THE TASK> Exactly and only the lines from the one with "Can you find the window frame" through the end of the listing are to be transcribed, both ends included.
* START *
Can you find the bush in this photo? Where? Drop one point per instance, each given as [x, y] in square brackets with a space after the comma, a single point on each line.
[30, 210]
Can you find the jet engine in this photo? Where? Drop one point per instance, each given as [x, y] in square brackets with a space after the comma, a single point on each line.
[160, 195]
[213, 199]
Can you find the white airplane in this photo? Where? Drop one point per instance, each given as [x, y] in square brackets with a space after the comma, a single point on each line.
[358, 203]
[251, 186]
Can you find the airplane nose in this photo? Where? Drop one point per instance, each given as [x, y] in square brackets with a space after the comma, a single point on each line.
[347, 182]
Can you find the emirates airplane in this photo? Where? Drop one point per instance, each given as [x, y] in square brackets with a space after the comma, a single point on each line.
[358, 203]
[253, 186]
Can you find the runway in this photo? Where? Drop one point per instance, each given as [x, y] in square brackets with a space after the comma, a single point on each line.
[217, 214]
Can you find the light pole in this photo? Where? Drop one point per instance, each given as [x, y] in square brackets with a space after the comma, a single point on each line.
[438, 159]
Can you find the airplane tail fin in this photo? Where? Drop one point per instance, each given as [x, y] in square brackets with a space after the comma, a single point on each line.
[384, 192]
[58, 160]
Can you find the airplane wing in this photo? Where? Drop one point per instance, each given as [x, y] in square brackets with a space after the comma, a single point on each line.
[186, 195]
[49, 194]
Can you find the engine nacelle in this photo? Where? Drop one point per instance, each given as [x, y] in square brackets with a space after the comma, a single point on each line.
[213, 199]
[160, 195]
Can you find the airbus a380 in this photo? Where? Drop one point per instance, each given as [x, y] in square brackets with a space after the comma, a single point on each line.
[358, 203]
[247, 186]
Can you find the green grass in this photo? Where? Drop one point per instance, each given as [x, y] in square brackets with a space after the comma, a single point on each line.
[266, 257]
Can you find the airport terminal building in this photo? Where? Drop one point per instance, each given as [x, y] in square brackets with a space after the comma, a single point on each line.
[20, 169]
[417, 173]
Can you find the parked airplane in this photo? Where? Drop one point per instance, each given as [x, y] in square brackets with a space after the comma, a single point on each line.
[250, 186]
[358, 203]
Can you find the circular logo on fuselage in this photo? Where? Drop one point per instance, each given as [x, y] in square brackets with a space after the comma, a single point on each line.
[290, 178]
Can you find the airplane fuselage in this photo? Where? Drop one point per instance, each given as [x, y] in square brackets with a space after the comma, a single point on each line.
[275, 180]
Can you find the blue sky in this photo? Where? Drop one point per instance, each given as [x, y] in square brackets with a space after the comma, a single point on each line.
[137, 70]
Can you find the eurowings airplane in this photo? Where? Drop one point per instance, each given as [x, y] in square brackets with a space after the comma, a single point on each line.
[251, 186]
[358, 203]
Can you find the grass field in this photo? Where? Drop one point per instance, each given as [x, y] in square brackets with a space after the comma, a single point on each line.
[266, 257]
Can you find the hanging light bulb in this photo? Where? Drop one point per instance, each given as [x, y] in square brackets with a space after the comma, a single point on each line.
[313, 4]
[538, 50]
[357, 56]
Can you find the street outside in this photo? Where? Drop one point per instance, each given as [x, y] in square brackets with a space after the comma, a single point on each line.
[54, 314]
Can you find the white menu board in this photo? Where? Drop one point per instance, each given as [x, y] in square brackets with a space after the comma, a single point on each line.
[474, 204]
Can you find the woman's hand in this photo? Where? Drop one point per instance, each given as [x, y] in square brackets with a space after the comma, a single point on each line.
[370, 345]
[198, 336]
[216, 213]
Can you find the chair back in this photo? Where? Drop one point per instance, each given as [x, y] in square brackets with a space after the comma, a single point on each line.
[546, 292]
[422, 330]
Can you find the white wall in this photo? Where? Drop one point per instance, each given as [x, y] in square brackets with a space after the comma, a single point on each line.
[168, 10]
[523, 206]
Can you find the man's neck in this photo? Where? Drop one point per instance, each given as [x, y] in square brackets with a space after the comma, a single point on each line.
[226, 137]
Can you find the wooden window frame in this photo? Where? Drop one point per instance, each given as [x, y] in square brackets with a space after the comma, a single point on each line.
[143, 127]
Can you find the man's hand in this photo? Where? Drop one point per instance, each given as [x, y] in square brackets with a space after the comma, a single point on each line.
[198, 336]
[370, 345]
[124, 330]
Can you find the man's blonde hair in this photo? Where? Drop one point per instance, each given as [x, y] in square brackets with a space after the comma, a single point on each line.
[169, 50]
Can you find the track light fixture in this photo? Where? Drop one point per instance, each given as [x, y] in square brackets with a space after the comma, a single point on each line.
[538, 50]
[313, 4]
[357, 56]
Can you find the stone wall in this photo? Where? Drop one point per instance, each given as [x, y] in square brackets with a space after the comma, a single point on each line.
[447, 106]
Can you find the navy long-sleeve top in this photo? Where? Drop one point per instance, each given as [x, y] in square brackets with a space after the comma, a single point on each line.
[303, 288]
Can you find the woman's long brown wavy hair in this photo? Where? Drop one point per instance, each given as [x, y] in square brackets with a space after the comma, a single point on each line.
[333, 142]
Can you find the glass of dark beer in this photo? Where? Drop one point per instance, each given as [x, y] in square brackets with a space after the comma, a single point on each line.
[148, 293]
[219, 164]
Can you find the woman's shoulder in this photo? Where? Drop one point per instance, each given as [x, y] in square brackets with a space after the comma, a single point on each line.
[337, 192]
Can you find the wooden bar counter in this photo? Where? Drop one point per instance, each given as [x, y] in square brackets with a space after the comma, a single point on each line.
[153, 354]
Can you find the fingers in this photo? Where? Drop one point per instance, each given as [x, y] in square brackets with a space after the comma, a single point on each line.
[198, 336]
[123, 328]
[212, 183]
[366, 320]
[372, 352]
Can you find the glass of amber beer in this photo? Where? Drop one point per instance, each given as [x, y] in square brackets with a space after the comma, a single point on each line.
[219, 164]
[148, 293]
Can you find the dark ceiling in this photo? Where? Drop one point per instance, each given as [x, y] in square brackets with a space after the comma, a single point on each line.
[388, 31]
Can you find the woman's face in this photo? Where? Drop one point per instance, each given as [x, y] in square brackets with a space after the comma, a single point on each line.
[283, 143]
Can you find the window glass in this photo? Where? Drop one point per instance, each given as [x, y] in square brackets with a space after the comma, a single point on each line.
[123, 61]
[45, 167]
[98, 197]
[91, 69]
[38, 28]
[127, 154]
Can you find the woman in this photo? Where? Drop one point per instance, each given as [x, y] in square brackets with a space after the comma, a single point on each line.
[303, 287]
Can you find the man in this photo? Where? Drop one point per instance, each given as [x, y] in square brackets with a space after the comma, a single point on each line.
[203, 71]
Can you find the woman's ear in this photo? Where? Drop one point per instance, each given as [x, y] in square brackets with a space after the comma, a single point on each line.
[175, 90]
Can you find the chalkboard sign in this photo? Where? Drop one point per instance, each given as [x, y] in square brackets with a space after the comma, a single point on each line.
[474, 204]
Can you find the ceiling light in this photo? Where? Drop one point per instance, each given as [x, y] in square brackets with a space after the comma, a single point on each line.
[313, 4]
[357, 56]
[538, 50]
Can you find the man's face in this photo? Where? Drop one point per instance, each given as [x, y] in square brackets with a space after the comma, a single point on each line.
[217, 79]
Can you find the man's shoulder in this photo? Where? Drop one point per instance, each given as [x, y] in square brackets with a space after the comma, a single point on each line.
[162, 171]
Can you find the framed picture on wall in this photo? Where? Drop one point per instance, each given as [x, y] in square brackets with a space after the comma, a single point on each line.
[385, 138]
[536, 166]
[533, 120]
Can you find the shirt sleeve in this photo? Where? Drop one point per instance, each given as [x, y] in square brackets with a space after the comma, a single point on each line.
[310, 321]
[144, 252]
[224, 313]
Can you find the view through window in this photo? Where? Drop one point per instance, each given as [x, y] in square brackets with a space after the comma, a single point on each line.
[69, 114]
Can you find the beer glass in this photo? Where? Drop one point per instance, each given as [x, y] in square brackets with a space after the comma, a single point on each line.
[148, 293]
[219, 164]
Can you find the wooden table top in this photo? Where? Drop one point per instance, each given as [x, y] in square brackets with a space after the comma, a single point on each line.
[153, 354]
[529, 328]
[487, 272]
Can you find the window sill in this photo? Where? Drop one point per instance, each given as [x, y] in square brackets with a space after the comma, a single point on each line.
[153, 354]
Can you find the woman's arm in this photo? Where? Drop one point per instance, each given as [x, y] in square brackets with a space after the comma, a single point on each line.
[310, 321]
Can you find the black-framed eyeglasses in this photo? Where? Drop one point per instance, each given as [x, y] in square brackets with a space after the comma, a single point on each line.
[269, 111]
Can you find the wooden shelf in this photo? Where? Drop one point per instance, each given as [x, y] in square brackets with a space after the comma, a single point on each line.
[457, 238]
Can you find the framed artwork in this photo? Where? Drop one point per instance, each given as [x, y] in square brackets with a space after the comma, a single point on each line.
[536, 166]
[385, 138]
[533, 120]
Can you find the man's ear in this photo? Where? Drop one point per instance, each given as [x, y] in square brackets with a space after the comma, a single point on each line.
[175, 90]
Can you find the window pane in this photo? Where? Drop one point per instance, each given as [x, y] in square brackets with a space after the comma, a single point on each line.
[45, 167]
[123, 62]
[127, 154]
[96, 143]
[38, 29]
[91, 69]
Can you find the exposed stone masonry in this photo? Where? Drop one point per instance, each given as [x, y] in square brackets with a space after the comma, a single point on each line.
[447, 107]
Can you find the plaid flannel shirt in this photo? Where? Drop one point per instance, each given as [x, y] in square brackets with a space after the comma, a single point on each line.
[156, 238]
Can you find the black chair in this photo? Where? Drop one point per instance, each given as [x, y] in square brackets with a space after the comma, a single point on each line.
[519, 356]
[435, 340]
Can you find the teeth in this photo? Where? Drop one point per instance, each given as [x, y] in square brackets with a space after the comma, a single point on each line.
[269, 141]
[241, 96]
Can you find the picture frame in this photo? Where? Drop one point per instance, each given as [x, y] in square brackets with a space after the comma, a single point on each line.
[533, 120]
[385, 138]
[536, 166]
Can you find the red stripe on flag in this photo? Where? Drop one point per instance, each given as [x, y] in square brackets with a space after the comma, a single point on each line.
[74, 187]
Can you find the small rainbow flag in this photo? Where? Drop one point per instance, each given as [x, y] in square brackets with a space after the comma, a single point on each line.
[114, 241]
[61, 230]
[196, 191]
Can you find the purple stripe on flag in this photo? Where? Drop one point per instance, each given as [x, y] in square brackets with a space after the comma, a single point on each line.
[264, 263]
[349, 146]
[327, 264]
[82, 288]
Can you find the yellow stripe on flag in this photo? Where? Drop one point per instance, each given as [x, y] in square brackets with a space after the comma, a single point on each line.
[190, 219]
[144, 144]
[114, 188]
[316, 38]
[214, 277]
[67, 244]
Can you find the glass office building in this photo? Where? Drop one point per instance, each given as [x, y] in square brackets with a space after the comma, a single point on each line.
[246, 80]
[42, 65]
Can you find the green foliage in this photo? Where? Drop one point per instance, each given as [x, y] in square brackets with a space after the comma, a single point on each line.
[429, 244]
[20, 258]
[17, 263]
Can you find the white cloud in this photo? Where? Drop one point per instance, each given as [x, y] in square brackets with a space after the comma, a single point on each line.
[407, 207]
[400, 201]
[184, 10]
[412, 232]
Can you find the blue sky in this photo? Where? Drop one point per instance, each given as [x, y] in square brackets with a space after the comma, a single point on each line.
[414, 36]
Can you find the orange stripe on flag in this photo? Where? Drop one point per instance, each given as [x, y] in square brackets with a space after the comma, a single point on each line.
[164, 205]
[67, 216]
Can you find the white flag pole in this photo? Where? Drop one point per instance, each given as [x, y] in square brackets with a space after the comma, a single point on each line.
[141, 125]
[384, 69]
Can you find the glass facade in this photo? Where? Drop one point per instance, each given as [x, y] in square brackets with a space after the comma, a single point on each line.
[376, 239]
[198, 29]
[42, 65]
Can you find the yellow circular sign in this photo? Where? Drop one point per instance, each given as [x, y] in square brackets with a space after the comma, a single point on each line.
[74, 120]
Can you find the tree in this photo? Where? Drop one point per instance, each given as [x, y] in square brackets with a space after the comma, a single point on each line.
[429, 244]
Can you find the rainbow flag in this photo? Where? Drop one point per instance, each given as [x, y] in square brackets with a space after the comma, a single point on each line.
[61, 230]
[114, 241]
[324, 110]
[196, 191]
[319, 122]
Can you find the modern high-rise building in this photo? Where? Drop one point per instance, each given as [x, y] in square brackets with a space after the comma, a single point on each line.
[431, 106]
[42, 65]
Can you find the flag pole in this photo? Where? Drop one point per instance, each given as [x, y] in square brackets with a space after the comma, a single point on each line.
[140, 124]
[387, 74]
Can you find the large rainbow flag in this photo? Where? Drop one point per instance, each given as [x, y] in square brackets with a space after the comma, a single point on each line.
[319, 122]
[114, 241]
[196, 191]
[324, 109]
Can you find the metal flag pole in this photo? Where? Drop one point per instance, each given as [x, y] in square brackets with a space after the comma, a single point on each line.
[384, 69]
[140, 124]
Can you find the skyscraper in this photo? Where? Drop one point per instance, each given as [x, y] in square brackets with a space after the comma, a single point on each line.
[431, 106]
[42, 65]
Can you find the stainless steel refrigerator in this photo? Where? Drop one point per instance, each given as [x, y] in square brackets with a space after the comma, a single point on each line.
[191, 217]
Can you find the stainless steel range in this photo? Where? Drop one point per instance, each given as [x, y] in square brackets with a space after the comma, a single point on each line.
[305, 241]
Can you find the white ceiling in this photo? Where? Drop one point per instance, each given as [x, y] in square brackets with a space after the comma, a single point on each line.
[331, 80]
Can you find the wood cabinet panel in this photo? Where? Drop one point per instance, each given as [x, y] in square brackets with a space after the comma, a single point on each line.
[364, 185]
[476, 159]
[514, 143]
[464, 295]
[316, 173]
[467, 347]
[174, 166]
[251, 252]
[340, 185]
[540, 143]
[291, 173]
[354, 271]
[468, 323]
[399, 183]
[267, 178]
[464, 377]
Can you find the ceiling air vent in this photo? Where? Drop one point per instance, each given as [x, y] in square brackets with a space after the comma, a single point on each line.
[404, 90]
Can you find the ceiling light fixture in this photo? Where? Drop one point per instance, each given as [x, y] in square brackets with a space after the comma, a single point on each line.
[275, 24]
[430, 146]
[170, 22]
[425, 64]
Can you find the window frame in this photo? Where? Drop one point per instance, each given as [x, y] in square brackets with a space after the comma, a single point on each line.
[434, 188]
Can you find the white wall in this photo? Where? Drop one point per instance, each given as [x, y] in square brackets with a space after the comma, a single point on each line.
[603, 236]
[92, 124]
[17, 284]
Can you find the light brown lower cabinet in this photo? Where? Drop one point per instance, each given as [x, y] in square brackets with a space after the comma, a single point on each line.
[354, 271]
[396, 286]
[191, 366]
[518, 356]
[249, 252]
* END *
REPLY>
Can you find the window frame in this photo? Where? Drop one point per instance, each given as [x, y] in square brackets with a space after the comma, a single point on each line.
[434, 188]
Can you find the white wall in this photo? Where? Drop one point per instance, each given as [x, y] in square brackets with a space after the comma, a single point on each line.
[603, 236]
[92, 124]
[17, 284]
Can you find the light brown lower cabinet in this photo? Where? Drop one point per instance, each given as [x, y] in square brackets with a space after the comma, a single point on each line.
[354, 271]
[396, 286]
[191, 366]
[518, 356]
[249, 252]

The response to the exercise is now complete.